TESTO FORNITO ▸
☆ ☆ ☆ ☆ ☆

Il siciliano muto che si affretta lento MATTARELLA E’ “IL MARTIRELLO” CHE VEDE IL NERO ANCHE NEL SOLE Così nemico degli eccessi, potrebbe essere il presidente che libera il Quirinale e lo trasforma in un museo

Vedovo, dolente e creativo, è facile immaginarlo perduto nell’immensità soffocante del Quirinale come Casimiro, il triste Vicerè di Sicilia, che viveva in una sola stanza “a sognare e a temere il crollo della luna” e tutto il resto del Palazzo “gli era terra straniera”. Soprattutto da quando è morta la sua Marisa, Sergio Mattarella cerca la compagnia del “caro paralume” che Massimo Severo Giannini consigliava ai suoi allievi. E quel paralume , “meglio se verde”, è per Mattarella la metafora della lettura ma anche della solitudine e della malinconia che nella sua rara Sicilia “dolorista” è il contrario dei carretti colorati e del bacio, rituale del comparaggio sia nella forma del vasa vasa pubblico di Totò Cuffaro sia in quella del bacio segreto che Andreotti (non) diede a Totò Riina.
E sto dicendo che nel compromesso e nella mediazione, il siciliano schivo, coperto e cauto, non trova mai la festa ma sempre quel tormento, che il più dolorista di tutti, Aldo Moro, chiamava “senso della storia”, e che lo spinse sino alle geniali e mostruose invenzioni del Mattarellum. All’inizio, da siciliano tragico e superbo che brancatianamente vede il nero anche nel sole, lo umiliava che “Mattarellum” fosse entrato nel vocabolario come sinonimo di pastrocchio e di inciucio. Credeva davvero che potesse passare alla storia con gli strambi nomi di ‘scorporo’ e di ‘doppio turno di coalizione’ quel suo raffinato ossimoro che è il maggioritario proporzionale, traduzione italiana del mito anglosassone, della civiltà dell’ alternanza e della stabilità.

☆ ☆ ☆ ☆ ☆

DATI ESTRATTI ▸
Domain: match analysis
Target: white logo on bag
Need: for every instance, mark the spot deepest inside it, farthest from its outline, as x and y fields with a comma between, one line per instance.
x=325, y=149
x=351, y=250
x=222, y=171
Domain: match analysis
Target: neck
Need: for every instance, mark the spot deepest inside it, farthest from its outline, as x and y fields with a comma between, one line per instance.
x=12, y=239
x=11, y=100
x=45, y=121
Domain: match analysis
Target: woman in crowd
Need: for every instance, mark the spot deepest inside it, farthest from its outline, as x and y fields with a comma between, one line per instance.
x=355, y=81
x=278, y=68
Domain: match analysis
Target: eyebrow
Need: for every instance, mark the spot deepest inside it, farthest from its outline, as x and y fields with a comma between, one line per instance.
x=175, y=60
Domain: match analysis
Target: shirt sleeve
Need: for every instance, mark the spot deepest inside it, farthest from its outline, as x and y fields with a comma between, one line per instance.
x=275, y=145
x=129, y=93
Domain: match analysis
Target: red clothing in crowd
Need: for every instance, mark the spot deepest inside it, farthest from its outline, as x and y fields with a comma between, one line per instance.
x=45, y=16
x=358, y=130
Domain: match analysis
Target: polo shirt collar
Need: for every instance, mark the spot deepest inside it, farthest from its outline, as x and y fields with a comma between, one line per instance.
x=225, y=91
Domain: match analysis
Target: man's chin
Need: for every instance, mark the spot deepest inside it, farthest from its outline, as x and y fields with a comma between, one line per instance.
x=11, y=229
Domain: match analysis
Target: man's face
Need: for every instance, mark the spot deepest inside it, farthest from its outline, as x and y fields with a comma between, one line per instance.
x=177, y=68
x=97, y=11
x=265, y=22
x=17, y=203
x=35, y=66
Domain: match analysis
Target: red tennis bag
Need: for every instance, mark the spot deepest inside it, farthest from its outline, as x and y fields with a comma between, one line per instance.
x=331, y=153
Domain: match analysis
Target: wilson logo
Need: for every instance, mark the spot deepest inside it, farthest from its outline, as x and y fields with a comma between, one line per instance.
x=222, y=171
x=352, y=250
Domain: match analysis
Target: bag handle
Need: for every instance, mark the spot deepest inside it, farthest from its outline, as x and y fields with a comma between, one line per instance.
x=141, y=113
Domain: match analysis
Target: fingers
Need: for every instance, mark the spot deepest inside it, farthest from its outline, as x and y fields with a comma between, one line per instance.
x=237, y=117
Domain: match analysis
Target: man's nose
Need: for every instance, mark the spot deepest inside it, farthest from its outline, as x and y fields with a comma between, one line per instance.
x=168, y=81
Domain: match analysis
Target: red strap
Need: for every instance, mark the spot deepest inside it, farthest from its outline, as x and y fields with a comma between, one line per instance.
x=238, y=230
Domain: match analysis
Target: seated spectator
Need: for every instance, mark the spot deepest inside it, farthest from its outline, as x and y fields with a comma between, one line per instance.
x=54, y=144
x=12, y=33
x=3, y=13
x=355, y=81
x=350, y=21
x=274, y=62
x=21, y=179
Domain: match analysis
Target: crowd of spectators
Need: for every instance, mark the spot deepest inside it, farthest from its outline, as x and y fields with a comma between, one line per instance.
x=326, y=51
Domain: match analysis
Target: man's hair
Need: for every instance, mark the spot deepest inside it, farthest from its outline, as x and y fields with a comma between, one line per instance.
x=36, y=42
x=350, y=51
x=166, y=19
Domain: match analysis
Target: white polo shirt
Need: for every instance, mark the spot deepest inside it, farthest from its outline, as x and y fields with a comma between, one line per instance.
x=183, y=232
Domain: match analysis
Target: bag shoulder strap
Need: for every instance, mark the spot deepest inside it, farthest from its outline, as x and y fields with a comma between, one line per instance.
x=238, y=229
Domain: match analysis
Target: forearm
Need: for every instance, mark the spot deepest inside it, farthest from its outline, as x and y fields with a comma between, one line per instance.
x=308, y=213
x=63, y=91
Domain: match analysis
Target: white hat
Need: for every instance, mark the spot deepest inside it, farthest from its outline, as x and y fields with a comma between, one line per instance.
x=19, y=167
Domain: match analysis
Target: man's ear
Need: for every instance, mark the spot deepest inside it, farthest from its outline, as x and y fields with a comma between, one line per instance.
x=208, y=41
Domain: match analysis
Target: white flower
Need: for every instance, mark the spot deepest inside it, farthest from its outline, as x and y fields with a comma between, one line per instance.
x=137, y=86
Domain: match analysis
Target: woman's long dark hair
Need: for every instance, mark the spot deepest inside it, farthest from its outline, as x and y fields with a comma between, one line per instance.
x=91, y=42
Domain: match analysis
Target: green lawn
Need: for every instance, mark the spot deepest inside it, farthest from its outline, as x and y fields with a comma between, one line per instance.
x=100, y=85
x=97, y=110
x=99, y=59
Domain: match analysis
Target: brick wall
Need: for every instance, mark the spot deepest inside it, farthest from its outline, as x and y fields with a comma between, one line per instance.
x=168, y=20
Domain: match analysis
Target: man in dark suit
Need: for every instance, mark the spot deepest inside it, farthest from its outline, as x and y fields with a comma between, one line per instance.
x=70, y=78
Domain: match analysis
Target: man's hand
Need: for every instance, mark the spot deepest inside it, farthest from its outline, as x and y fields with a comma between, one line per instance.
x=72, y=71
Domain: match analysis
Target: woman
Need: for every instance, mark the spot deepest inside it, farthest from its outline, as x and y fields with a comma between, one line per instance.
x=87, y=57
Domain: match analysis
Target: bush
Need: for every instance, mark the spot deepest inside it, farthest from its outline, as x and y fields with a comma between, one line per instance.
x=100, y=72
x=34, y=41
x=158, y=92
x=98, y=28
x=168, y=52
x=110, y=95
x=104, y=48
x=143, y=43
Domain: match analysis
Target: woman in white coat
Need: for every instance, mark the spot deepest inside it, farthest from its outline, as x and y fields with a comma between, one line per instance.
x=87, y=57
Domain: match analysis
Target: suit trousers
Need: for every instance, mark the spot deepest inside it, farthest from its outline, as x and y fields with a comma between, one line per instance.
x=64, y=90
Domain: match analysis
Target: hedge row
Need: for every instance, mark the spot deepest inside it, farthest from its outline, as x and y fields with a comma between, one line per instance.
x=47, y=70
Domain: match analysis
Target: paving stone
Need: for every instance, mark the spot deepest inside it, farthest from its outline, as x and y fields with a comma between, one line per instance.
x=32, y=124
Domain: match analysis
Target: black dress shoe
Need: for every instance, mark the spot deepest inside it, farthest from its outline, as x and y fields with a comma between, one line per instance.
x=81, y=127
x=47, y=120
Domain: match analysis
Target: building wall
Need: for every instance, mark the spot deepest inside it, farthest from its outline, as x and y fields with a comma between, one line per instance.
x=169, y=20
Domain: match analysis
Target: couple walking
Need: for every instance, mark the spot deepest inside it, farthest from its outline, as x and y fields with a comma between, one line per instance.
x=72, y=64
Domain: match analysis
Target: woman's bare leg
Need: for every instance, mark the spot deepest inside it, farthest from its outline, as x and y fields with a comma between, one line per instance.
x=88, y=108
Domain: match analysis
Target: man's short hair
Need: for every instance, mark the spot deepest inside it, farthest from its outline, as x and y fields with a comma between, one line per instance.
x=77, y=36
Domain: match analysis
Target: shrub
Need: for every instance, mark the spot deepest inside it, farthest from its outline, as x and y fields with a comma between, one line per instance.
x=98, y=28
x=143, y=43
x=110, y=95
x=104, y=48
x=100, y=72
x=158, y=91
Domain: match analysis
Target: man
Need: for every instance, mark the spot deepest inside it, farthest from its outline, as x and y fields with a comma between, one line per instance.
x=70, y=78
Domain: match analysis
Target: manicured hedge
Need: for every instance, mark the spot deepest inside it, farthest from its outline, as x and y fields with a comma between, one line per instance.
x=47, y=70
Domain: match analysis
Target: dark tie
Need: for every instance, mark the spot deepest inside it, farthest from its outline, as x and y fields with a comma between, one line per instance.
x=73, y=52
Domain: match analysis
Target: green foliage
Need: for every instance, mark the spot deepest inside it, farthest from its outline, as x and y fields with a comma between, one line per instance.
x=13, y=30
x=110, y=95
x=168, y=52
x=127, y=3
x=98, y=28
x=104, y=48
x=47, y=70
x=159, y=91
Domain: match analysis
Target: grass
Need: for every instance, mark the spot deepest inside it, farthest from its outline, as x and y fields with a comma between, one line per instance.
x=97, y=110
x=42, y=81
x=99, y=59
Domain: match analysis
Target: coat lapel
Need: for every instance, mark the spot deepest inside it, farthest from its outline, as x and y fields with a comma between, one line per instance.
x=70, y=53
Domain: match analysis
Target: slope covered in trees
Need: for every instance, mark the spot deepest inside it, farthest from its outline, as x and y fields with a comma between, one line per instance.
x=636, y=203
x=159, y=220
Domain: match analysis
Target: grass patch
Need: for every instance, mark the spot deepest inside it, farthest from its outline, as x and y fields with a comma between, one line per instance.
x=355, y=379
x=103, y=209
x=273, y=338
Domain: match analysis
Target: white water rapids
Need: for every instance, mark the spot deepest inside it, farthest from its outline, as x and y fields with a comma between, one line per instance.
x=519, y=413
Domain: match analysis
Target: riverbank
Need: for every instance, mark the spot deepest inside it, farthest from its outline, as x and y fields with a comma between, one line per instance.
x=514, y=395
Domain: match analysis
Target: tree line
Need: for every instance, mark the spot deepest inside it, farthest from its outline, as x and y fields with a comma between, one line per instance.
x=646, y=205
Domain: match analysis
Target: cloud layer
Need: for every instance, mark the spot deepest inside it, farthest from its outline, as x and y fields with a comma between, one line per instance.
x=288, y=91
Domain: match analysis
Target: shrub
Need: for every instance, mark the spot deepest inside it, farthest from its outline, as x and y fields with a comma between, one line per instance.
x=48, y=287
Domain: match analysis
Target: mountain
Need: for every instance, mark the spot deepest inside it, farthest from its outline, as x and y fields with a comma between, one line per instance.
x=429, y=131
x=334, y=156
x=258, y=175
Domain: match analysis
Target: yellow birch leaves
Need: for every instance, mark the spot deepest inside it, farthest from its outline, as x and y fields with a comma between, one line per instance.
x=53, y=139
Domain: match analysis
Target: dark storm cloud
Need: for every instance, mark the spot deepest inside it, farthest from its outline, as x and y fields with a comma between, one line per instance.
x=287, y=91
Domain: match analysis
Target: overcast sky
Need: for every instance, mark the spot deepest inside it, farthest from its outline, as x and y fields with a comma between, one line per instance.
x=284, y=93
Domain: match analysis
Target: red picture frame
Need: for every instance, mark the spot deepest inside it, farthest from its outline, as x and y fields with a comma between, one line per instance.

☆ ☆ ☆ ☆ ☆

ISTRUZIONI OPERATIVE ▸
a) Stabilisci se le seguenti affermazioni concordano con il testo su Mattarella. Per ciascuna rispondi sì o no e cita le parole decisive del testo. (i) La moglie di Mattarella si chiamava Marisa. (ii) Casimiro viveva in tutte le stanze del Palazzo. (iii) Aldo Moro chiamava quel tormento "senso della storia".
b) Nel testo su Mattarella, quali persone compaiono indicate con un cognome? Elencale tutte.
c) Riporta dal testo su Mattarella il passo che va da "Vedovo, dolente e" fino a "a Totò Riina." compreso.

RISPOSTE SVOLTE ▸
a)
(i) Sì: «da quando è morta la sua Marisa».
(ii) No: «viveva in una sola stanza».
(iii) Sì: «che il più dolorista di tutti, Aldo Moro, chiamava “senso della storia”».

b) Sergio Mattarella, Massimo Severo Giannini, Totò Cuffaro, Andreotti, Totò Riina, Aldo Moro.

c)
Vedovo, dolente e creativo, è facile immaginarlo perduto nell’immensità soffocante del Quirinale come Casimiro, il triste Vicerè di Sicilia, che viveva in una sola stanza “a sognare e a temere il crollo della luna” e tutto il resto del Palazzo “gli era terra straniera”. Soprattutto da quando è morta la sua Marisa, Sergio Mattarella cerca la compagnia del “caro paralume” che Massimo Severo Giannini consigliava ai suoi allievi. E quel paralume , “meglio se verde”, è per Mattarella la metafora della lettura ma anche della solitudine e della malinconia che nella sua rara Sicilia “dolorista” è il contrario dei carretti colorati e del bacio, rituale del comparaggio sia nella forma del vasa vasa pubblico di Totò Cuffaro sia in quella del bacio segreto che Andreotti (non) diede a Totò Riina.